A bare number is the expected answer: the count of lines in the records that contain the word "clicks".

* _Raw data_
[Start of section]

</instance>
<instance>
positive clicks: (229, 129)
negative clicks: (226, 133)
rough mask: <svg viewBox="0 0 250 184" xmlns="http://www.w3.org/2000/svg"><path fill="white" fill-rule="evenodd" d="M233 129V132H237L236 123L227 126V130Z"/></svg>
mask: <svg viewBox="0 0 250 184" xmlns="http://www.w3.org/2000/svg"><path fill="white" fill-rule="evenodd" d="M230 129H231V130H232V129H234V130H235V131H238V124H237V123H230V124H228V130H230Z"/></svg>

[End of section]

* _Response_
2